--- Task list ---
• A. In the median thread, what code does Aspylib use for its median calculation, and how is that code interfaced?
• B. Copy the part of the median thread starting with "The median calculation" and going on through "median calculation ?".

##### Selection #####

2013-01-15 Thread Jerome Caron
Dear all,
I am new to the Numpy-discussion list.
I would like to follow up some possibly useful information about calculating 
median.
The message below was posted today on the AstroPy mailing list.
Kind regards
Jerome Caron

#
I think the calculation of median values in Numpy is not optimal. I don't know 
if there are other libraries that do better?
On my machine I get these results:
 data = numpy.random.rand(5000,5000)
 t0=time.time();print numpy.ma.median(data);print time.time()-t0
0.499845739822
15.194332
 t0=time.time();print numpy.median(data);print time.time()-t0
0.499845739822
4.3219918
 t0=time.time();print aspylib.astro.get_median(data);print time.time()-t0
[ 0.49984574]
0.9047139


The median calculation in Aspylib is using C code from Nicolas Devillard (can 
be found here: http://ndevilla.free.fr/median/index.html) interfaced with 
ctypes.
It could be easily re-used for other, more official packages. I think the code 
also finds quantiles efficiently.
See: http://www.aspylib.com/
___
NumPy-Discussion mailing list
NumPy-Discussion@scipy.org
http://mail.scipy.org/mailman/listinfo/numpy-discussion


Re: [Numpy-discussion] algorithm for faster median calculation ?

2013-01-15 Thread Christoph Deil

On Jan 15, 2013, at 8:31 PM, Jerome Caron jerome_caron_as...@ymail.com wrote:

 Dear all,
 I am new to the Numpy-discussion list.
 I would like to follow up some possibly useful information about calculating 
 median.
 The message below was posted today on the AstroPy mailing list.

##### Extracted records #####

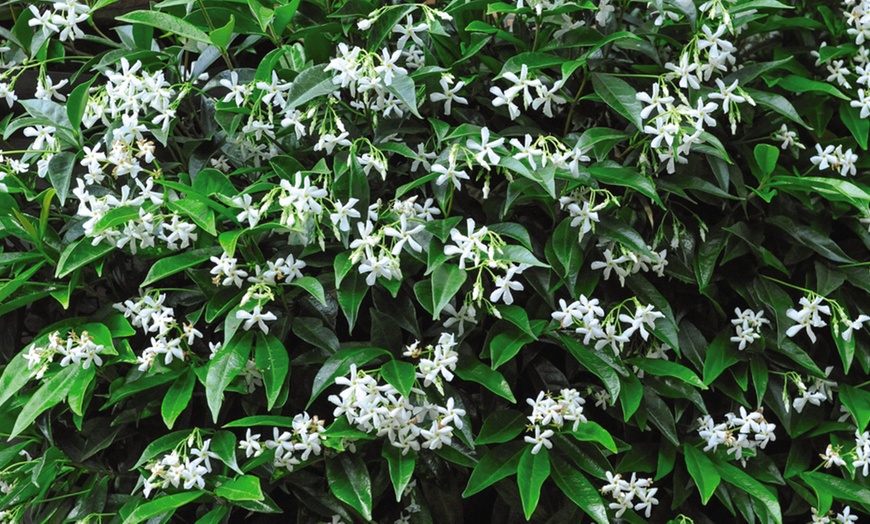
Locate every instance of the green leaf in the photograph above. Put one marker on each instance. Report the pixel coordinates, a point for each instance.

#####
##### Extracted records #####

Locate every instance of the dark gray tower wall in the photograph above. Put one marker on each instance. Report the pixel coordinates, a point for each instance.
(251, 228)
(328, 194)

#####

--- Answer set ---
• A. C code from Nicolas Devillard, interfaced with ctypes.

• B.
The median calculation in Aspylib is using C code from Nicolas Devillard (can 
be found here: http://ndevilla.free.fr/median/index.html) interfaced with 
ctypes.
It could be easily re-used for other, more official packages. I think the code 
also finds quantiles efficiently.
See: http://www.aspylib.com/
___
NumPy-Discussion mailing list
NumPy-Discussion@scipy.org
http://mail.scipy.org/mailman/listinfo/numpy-discussion


Re: [Numpy-discussion] algorithm for faster median calculation ?